▶ **SHORT EXERCISE**
In the tournament thread, what entry fee applies to the Youth Hunter Class?

▶ **PAGE**
:::

# Spirit Creek Sportsman Club Hunter Class 3D Tournament!



## beckyfbg (Mar 4, 2010)

Spirit Creek
Sportsman Club
Hunter Class 3D Tournament
Hosted by: Foggy Bottom Girls 

March 27, 2010    
20 Target Course
Casual Registration Time 
9:00 am thru 1:30 pm


Male & Female Hunter Class: Age 16 & up: $20.00
Youth Hunter Class: Age 12- 15: $10.00
Cubs Hunter Class: Age 6-11: Free
( No Bow Scopes )

Plates: Hamburgers $3.00
Hotdogs $2.00
(1 Bag of chips and 1 drink included ) 

1st, 2nd,and 3rd  Place Trophy’s for ALL CLASSES!

Location: Augusta Ga.
Old Boy Scout camp off HWY 56 
Just past International Paper on Right.
Call Jamey Jones for more info: 706-825-2864

Come join the fun!! Can’t wait to see ya!!


----------



## thompsonsz71 (Mar 4, 2010)

im there... and ready for a little revenge from the fort!


----------



## beckyfbg (Mar 4, 2010)

Well we will have a good time


----------



## BMCS (Mar 4, 2010)

Revenge im the one needing a little revenge. Mr. dime size pin nock.
Should be apretty good tournament.


----------



## beckyfbg (Mar 8, 2010)




----------



## BMCS (Mar 9, 2010)

Will shoot CBG first then go to Spirit Creek.  We might be coming in hot.  If we dont make it back in time I will still pay and shoot just to compare cards witha few people.


----------



## beckyfbg (Mar 9, 2010)

That sound good to me.  I hope that you can make it on time!!
You going to shoot the ASA at Fort Gordon?


----------



## BMCS (Mar 10, 2010)

You know it.  I cant wait will be my first one.


----------



## BMCS (Mar 12, 2010)

Bump for the Foggy Bottom Girls. For all you ladies that like to hunt or fish, you need to check out there website.  These girls rock


----------



## KMckie786 (Mar 12, 2010)

Too bad Im gonna be in the LoneStar State that weekend shooting ASA Otherwise I would be there. 

Yall gonna have anymore this year? Glad to see another tournament in the Augusta area other than Fort Gordon.

Hope Yall have a great turnout!!!


----------



## crawdad24 (Mar 13, 2010)

ME too!!


----------



## SecretAgnt (Mar 15, 2010)

count me in ... I will be there


----------



## beckyfbg (Mar 16, 2010)

Thanks BMCS you are the man!! lol...

KMckie786, We are just doing one a year for now.  We want to see how it go's first. I'm sure it's going to be a good turnout!!


----------



## beckyfbg (Mar 16, 2010)

I just wanted to let everyone know that there is also a Traditional Class too!! It's not on the Flyer's.


----------



## lightsspeed (Mar 17, 2010)

*This Weekend*

Would love to come to this but Ansleigh does not have a hunter setup


----------



## msjjd (Mar 18, 2010)

:::

Pointing entries:
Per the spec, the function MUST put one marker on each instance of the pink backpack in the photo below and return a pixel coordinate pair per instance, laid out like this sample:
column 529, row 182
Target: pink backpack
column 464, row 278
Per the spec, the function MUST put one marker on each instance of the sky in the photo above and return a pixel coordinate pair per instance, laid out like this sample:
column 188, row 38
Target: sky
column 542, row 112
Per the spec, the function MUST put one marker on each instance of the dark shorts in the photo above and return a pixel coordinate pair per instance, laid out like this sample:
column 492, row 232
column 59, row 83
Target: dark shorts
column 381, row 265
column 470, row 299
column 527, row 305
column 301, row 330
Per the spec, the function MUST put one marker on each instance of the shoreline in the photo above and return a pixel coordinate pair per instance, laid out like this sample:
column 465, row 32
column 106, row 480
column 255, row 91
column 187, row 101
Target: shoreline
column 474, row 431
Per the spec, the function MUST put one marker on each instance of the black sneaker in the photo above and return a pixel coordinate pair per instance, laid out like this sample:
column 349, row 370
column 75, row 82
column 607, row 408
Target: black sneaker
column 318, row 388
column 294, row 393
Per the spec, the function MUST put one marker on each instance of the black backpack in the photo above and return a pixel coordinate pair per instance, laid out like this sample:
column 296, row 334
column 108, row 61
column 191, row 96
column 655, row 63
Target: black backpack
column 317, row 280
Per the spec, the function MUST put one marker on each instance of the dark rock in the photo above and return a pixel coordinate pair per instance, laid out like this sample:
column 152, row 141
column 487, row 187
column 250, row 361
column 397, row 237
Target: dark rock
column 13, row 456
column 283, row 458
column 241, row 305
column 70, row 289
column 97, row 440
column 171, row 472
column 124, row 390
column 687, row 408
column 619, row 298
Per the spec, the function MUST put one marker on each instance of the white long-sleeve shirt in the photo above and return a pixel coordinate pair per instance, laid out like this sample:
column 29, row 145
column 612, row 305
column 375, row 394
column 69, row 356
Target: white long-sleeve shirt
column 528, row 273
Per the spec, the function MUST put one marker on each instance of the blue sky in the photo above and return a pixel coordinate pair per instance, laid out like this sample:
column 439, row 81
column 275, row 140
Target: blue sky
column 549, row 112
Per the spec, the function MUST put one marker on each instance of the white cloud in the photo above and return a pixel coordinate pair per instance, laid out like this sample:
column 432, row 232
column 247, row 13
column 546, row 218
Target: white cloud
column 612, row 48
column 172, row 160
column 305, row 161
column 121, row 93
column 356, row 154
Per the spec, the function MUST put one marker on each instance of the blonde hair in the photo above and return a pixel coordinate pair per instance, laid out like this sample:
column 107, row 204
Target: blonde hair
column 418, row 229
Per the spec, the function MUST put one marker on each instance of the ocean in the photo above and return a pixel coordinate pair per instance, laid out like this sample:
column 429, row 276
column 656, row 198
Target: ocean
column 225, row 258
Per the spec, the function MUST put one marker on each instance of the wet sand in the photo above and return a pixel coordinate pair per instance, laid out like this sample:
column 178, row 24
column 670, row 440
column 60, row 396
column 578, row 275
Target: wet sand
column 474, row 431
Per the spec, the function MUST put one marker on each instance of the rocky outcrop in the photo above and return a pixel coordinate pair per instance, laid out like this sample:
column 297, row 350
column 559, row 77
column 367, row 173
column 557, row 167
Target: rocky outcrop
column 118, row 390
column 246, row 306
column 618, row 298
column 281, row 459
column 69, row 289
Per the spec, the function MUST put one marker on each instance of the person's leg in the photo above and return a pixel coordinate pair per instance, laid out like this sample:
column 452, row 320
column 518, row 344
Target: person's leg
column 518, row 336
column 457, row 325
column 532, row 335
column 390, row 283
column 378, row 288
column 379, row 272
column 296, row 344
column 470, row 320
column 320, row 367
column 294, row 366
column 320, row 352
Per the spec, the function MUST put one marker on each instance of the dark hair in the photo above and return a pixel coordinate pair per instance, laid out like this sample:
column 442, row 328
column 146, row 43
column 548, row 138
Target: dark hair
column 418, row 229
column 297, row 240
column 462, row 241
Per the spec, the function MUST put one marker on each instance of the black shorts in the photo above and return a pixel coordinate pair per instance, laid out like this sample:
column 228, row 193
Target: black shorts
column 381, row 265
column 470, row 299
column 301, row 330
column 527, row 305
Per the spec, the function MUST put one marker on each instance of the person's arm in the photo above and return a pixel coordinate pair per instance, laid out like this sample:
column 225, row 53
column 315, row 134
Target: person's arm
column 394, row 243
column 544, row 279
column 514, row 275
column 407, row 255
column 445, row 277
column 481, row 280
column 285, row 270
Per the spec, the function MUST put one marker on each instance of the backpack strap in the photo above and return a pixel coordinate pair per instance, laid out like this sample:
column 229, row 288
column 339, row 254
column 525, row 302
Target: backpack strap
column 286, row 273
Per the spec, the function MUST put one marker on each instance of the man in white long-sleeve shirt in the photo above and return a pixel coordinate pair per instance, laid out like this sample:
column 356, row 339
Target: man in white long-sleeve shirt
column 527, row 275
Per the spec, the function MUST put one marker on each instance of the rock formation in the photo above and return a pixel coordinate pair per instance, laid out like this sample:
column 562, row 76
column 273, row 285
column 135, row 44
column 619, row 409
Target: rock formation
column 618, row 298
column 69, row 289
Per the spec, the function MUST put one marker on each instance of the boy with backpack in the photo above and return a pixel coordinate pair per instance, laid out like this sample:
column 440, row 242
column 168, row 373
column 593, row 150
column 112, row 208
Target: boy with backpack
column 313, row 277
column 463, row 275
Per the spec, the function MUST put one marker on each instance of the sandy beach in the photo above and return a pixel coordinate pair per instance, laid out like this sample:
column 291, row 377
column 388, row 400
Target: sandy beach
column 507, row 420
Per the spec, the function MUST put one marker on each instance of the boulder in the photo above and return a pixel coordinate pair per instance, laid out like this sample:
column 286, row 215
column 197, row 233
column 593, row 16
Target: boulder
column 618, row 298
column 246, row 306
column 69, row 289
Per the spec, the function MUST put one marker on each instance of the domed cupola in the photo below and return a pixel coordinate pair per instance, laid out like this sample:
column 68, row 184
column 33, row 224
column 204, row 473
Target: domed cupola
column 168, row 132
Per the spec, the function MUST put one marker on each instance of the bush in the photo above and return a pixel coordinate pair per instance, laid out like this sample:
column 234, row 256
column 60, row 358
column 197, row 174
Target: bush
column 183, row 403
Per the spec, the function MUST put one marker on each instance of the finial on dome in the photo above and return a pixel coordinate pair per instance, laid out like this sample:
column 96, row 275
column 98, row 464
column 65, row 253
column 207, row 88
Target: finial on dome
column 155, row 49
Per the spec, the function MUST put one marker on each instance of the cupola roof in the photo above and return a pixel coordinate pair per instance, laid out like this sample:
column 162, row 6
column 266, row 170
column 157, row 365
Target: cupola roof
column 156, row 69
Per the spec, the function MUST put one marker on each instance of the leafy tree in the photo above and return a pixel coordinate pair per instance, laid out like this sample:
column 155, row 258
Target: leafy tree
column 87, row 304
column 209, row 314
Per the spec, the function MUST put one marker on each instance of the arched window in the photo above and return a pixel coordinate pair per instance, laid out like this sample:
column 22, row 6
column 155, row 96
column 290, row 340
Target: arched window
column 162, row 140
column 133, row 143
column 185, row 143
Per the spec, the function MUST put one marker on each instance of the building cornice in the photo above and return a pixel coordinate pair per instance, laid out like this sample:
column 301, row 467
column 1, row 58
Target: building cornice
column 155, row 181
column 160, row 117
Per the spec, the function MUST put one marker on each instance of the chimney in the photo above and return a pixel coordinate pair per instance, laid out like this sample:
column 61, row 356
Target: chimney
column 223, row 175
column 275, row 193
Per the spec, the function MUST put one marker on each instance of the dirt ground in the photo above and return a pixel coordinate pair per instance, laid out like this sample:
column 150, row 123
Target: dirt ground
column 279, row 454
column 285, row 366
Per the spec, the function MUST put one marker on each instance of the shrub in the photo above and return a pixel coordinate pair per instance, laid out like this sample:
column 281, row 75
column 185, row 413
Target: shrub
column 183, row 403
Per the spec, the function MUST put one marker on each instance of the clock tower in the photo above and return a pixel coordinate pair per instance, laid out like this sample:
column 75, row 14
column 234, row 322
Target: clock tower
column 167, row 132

:::

▶ **REPLY TO THE EXERCISE**
$10.00, for ages 12 to 15.